_WHAT TO WORK ON_
Locate and copy each line of the listing that contains the word "negative", treating uppercase and lowercase as different.

_RECORDS SUPPLIED_
'''
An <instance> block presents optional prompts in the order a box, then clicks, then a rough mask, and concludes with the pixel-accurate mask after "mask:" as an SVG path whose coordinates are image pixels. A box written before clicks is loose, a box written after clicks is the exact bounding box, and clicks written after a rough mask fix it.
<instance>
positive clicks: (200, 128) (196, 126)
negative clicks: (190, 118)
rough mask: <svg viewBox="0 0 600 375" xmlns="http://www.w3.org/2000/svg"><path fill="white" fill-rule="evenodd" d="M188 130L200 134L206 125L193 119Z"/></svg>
'''
'''
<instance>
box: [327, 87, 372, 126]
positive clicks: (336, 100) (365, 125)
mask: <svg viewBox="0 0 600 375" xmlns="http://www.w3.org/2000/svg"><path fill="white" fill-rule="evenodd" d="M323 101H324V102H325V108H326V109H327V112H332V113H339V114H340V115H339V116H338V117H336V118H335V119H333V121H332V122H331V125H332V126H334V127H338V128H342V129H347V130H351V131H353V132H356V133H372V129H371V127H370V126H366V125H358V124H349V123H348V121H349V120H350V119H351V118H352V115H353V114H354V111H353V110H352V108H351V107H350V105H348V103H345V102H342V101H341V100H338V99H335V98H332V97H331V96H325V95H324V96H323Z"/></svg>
'''
'''
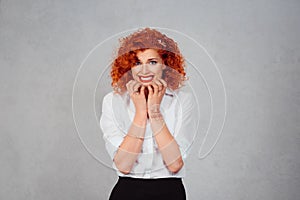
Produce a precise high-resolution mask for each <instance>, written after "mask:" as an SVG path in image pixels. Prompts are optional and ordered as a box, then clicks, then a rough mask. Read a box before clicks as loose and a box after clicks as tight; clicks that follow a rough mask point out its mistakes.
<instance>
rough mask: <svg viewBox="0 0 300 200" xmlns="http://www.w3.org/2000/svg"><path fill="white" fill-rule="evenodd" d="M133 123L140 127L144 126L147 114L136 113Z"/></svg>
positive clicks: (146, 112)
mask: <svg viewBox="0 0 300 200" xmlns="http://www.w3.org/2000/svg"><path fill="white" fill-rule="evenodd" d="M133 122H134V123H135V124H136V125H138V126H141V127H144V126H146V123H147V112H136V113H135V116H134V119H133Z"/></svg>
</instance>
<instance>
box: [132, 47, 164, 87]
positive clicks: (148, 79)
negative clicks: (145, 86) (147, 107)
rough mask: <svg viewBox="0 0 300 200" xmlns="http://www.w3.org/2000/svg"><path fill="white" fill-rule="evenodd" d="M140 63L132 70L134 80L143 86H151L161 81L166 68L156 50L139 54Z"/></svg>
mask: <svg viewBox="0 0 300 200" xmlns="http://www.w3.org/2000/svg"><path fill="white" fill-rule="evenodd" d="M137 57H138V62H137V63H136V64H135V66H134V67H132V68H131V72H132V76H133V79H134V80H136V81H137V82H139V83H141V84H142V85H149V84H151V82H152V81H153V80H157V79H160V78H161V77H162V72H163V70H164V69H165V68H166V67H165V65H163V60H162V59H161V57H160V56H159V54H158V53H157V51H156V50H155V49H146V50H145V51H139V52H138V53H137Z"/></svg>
'''
_WRITTEN RESPONSE_
negative clicks: (190, 118)
negative clicks: (145, 86) (147, 107)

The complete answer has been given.